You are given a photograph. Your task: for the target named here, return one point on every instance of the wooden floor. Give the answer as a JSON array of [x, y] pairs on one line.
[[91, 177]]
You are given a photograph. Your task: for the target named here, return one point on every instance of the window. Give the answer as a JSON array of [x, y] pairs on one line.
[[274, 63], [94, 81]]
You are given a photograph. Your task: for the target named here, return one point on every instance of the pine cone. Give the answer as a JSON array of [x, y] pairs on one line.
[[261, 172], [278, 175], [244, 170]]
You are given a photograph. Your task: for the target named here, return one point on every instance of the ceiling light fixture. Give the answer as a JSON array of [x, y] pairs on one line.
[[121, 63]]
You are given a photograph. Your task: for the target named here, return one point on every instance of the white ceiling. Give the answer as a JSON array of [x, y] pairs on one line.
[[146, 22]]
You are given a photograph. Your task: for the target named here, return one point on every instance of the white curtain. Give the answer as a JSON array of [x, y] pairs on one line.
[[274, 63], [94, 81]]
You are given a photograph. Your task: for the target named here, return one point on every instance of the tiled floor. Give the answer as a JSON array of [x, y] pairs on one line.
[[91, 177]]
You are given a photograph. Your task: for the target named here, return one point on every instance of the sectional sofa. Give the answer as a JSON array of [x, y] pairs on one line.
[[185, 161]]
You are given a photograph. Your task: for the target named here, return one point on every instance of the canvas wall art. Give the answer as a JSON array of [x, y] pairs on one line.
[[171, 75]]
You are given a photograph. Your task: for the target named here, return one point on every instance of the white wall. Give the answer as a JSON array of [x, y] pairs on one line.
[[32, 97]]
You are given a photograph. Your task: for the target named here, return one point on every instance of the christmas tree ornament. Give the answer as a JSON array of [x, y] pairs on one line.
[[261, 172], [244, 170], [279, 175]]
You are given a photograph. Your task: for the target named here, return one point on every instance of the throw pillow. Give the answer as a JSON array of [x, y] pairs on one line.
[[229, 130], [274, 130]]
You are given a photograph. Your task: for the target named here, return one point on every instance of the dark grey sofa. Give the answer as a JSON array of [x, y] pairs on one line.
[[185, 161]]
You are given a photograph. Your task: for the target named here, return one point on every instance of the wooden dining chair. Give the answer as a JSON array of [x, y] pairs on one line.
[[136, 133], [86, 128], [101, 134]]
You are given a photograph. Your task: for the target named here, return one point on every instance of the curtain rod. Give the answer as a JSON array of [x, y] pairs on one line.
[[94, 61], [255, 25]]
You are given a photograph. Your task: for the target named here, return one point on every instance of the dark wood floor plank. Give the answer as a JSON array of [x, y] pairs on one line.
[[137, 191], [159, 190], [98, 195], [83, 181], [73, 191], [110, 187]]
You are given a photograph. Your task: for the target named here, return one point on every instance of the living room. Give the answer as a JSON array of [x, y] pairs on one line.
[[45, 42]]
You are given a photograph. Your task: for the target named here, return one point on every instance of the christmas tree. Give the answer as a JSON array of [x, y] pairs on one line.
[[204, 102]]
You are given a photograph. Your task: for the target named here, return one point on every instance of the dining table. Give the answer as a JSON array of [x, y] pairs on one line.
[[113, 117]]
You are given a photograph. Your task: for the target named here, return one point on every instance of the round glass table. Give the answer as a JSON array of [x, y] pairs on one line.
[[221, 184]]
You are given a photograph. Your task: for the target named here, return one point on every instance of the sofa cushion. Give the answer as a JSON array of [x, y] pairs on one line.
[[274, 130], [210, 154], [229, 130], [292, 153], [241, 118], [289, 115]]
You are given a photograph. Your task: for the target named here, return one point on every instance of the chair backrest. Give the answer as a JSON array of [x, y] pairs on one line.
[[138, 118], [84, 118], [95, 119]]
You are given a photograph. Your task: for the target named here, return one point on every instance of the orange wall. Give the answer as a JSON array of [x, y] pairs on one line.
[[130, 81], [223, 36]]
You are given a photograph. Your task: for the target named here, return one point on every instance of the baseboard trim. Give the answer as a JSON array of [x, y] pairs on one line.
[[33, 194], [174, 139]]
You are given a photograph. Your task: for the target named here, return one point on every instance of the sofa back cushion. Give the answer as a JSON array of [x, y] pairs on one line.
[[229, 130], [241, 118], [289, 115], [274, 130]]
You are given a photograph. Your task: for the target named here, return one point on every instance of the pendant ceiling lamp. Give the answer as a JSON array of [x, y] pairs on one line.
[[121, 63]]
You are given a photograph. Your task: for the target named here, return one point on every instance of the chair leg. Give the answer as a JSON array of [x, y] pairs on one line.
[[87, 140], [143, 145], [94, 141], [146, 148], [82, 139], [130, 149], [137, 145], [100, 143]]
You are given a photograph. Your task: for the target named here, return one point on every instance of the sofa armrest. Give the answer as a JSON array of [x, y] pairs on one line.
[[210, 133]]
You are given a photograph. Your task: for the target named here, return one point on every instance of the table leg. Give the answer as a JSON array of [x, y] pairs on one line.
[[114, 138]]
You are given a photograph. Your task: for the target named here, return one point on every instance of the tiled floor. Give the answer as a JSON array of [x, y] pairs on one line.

------------------------------------------------

_Challenge_.
Copy exactly the line containing "of the orange" and every line after it, ending with the last line of the records above.

_Answer to the problem_.
You are given a photograph. Your task: for the target named here, return one point on every instance of the orange wall. Give the answer as a JSON array of [x, y] pairs on one line.
[[130, 81], [223, 36]]
You are given a photograph. Your task: for the target named here, return one point on every instance of the baseboard trim. Give the answer as a JSON array of [x, y] pairs on one line.
[[33, 194], [174, 139]]
You are given a photograph. Your task: for the target named here, return one point on every instance of the sofa back cushion. Give the answer as a JSON array of [x, y] pairs on one line.
[[229, 130], [241, 118], [289, 115], [274, 130]]
You are given a photograph. Your task: for the target named here, return one point on every instance of the pendant ceiling lamp. Give the answer as a JSON array of [x, y] pairs on one line.
[[121, 63]]
You are given a photograph. Your task: for the target named here, return one point on every instance of the chair leg. Give the answer as a JSON array of [x, y] pairs on one line.
[[87, 140], [143, 145], [94, 141], [146, 148], [82, 139], [130, 149], [137, 145], [100, 143]]
You are given a photograph. Your task: for the target named here, return one point on every instance of the sofa armrest. Give the answer as a JSON array of [x, y] pairs on one line.
[[210, 133]]
You are given a photograph. Your task: for the target named here, return one point on every instance of the table leg. Give the answer as a JSON array of [x, y] pairs on one line.
[[114, 138]]
You are given a photograph. Your task: for the target named here, return one point on every instance of the tiled floor. Give the answer as a JSON array of [x, y] pairs on one line.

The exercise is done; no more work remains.